TASK: Reproduce the Tim Murphy article word for word, from "Timothy John Murphy" to "Windsor–Detroit Bridge Authority.".
PASSAGE PROVIDED below:
10th Chief of Staff to the Prime Minister
- In office December 2003 – January 2006
- Prime Minister: Paul Martin
- Preceded by: Eddie Goldenberg
- Succeeded by: Ian Brodie

Ontario MPP
- In office 1993–1995
- Preceded by: Ian Scott
- Succeeded by: Al Leach
- Constituency: St. George—St. David

Personal details
- Born: August 7, 1959 (age 67) Barrie, Ontario
- Party: Liberal
- Spouse: Jane Thompson
- Children: 1
- Occupation: Lawyer

= Tim Murphy (Canadian politician) =

Canadian politician

Timothy John Murphy (born August 7, 1959) is a Canadian executive and former politician who served as the chief of staff of the Prime Minister's Office under Paul Martin's government. He was CEO of McMillan LLP between 2022 and 2024, and is the current chair of the Windsor–Detroit Bridge Authority.

==Background==
Tim Murphy was born in Barrie, Ontario. He obtained a Bachelor of Arts degree from Queen's University in 1982 and a law degree from the University of Toronto. He practiced law with Blake, Cassels & Graydon and also served as a special advisor to Attorney General Ian Scott and a senior advisor to Ontario Minister of Education Sean Conway. In 1989–90, he ran the Ontario Campaign during Paul Martin's first unsuccessful bid for the leadership of the Liberal Party of Canada. In 2022 he became CEO of McMillan LLP. He lives in Toronto with his wife and daughter.

==Politics==
When Ian Scott resigned his legislative seat in late 1992, a by-election was called for April 1, 1993 to replace him. Murphy ran to succeed Scott as the Liberal member for St. George—St. David, and was successful in both winning the nomination and defeating Progressive Conservative Nancy Jackman by 2,232 votes in the by-election.

St. George—St. David, which is now part of Toronto Centre, included the Church and Wellesley neighbourhood, the largest gay village in Ontario. Although Murphy is not himself gay, he soon emerged as a leading spokesperson in the Ontario legislature for progressive legislation pertaining to the rights of same-sex couples, introducing a private member's bill in 1993 which would have partially extended spousal benefits. He was one of only three Liberal MPPs, along with Jean Poirier and Dianne Poole, to support Bill 167, the Bob Rae government's more sweeping same-sex benefits package in 1994, and was critical of Liberal leader Lyn McLeod's decision to oppose the bill.

Murphy was defeated in the 1995 provincial election, losing his seat to Progressive Conservative Al Leach by 337 votes while New Democratic candidate Brent Hawkes was a close third.

==Later life==
He returned to practicing law with McCarthy Tétrault, and served for a time as president of the Ontario Liberal Party. He supported Dwight Duncan's bid for the Ontario party leadership in 1996.
End of PASSAGE PROVIDED.
DATASET ENTRIES below:
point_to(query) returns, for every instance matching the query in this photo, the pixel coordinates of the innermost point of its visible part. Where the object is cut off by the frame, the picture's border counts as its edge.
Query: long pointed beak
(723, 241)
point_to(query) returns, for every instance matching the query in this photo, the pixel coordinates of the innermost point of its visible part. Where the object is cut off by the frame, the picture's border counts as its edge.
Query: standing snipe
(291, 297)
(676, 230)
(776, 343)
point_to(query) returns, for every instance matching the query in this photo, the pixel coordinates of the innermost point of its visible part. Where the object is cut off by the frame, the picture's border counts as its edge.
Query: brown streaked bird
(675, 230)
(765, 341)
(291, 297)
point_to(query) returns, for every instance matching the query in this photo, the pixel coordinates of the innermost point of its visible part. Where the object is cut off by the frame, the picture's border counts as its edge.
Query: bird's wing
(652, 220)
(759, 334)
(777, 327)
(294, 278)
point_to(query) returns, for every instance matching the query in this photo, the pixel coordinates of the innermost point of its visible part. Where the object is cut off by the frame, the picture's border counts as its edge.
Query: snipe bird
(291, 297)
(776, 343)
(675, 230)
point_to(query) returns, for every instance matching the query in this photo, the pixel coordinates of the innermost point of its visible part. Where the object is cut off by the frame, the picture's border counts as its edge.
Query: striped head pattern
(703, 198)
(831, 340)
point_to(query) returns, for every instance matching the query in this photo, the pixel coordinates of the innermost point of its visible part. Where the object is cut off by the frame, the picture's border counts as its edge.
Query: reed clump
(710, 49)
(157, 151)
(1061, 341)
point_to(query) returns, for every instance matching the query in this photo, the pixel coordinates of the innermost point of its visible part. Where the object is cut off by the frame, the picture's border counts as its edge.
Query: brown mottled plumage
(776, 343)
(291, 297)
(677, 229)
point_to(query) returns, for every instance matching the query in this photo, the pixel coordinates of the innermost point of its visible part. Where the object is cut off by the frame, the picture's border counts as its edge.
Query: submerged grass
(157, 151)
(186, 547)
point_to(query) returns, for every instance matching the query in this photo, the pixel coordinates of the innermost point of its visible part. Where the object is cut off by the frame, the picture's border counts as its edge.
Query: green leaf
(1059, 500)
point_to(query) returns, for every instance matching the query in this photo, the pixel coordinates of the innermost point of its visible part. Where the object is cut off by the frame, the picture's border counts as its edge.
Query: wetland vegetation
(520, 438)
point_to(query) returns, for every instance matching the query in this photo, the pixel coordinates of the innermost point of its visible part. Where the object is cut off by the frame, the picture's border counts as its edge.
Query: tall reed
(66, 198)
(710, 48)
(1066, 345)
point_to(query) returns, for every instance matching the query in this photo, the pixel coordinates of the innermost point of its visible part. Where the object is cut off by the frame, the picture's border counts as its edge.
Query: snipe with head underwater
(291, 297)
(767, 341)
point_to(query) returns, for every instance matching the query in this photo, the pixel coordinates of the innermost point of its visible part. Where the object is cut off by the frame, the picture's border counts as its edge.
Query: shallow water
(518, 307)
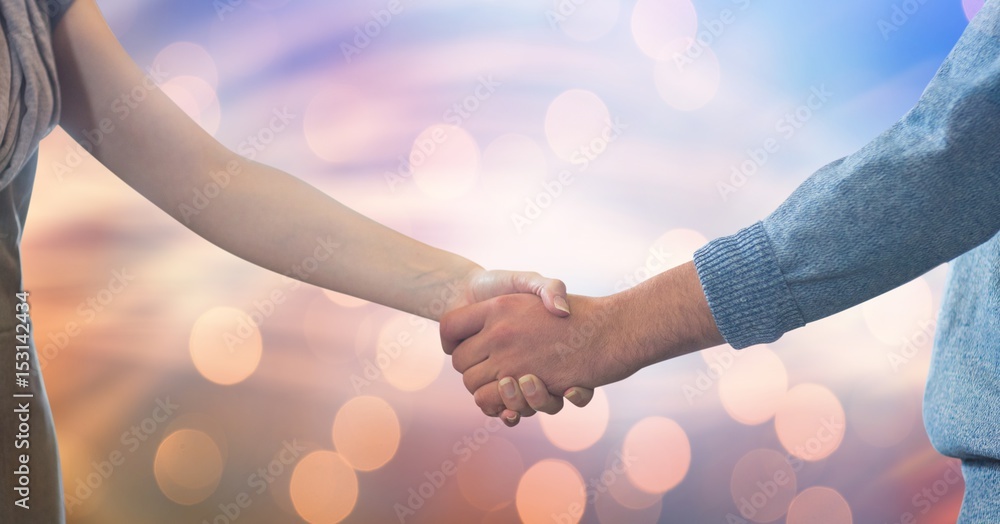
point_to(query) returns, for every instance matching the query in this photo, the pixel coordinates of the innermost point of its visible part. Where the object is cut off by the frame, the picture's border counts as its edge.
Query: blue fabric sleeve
End of DATASET ENTRIES.
EXERCISE SOLUTION:
Timothy John Murphy (born August 7, 1959) is a Canadian executive and former politician who served as the chief of staff of the Prime Minister's Office under Paul Martin's government. He was CEO of McMillan LLP between 2022 and 2024, and is the current chair of the Windsor–Detroit Bridge Authority.